[Start Page text]
Although we have used the settings which allowed the best possible video quality for the conversion to the DVD format, this process downgraded the quality of the sequences, since the original video (encoded with H.264/AVC) was re-encoded into the MPEG-2 format. In general, this decline in the video quality is hard to notice in low-motion scenes but can be noticed in high-motion scenes when moving objects, appearing in a scene, can become blocky. The difference in the quality becomes even more visible to the subjects if they are provided with the original sequence for the comparison (that was not the case in our study). Since we conducted the experiment using the documentary film, most of the scenes in the film were low-motion scenes (for instance, the presenter’s monologue or dialogue with other persons appearing in the film). Thus, the quality degradation caused by the re-encoding process was not apparent. Furthermore, we need to highlight that in our test conditions, which were mimicking a lifelike viewing experience, the subjects were not focused on keeping track of the video quality, they were focused on the content instead. Thus, we believe that the decline in the video quality due to the re-encoding of the video did not impact the QoE of our test subjects.
Data collection
A fuzzy-based no reference objective video quality assessment model for assessing user QoE, developed in this research, correlates the values of the three objective parameters (discussed in Sect. 2.1) with the subjects’ perception of video quality. Hence, the focus of this section is to report how the subjective data set was collected, needed for the development of the inference system of the model.
Design of the questionnaire
The questionnaire used in the survey had four pages. Page 1 contained a detailed description of the purpose of the test and instructions on how to fulfil the questionnaire. Questions related to the perceived video quality were printed on page 2. Page 3 was used to investigate the subjects’ opinions about the video content as well as the subjects’ environment and the equipment used to reproduce the video, the social context in which they watched the video, level of fatigue and other factors. Page 4 contained general questions used to collect subject demographic information and a blank space, where the subjects were able to leave comments. Pages 2 and 3 of the questionnaire can be found in Appendix 1.
[End Page text]
Problem set →
1. In the passage on the video quality study, how many pages did the questionnaire have?
2. Please carry on the passage on the video quality study from its last sentence.
The entries that follow have no connection to the passage on the video quality study.
[Start Records]
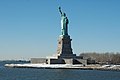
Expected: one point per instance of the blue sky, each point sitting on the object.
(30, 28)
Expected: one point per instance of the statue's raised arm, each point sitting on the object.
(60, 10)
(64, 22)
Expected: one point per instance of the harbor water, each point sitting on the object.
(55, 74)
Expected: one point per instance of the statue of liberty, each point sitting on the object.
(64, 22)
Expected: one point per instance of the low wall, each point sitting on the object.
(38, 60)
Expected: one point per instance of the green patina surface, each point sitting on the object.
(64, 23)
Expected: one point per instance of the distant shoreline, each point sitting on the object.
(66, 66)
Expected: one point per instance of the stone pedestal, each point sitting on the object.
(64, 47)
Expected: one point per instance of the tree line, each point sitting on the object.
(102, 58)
[End Records]
[Start Records]
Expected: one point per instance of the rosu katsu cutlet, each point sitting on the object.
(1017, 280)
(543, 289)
[End Records]
[Start Records]
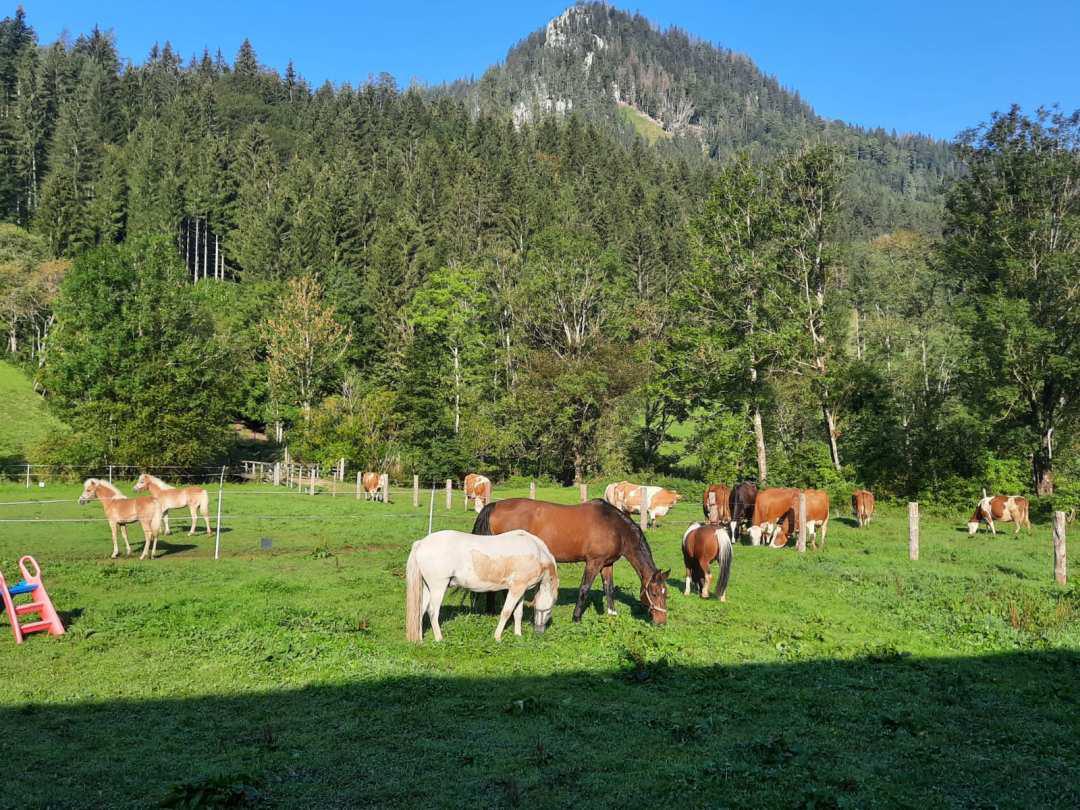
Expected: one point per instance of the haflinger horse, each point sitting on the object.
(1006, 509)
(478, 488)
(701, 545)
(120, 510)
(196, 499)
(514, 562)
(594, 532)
[End Records]
Responses by task →
1. Four.

2.
The questionnaire contained multiple choice questions as well as 11-point numerical scales (designed by ITU-T in [22]) for questions related to the subjective perception of the video quality and subjects’ level of annoyance caused by the degradations. The decision to use an 11-point scale, over the more commonly used discrete five-level scale, was taken, because the aim was to collect the continuous data and provide the subjects with a larger span of possible answers. The scales enabled capturing natural ambiguity and fuzziness of the subjects’ opinions. The use of discrete rating scales or, for instance, questions with two-alternative options (such as was the audiovisual quality of the video acceptable with possible answers yes or no) would cause the loss of valuable information about the impact of the objective parameters on the subjects’ perception in different viewing conditions. This is further discussed in Sect. 4.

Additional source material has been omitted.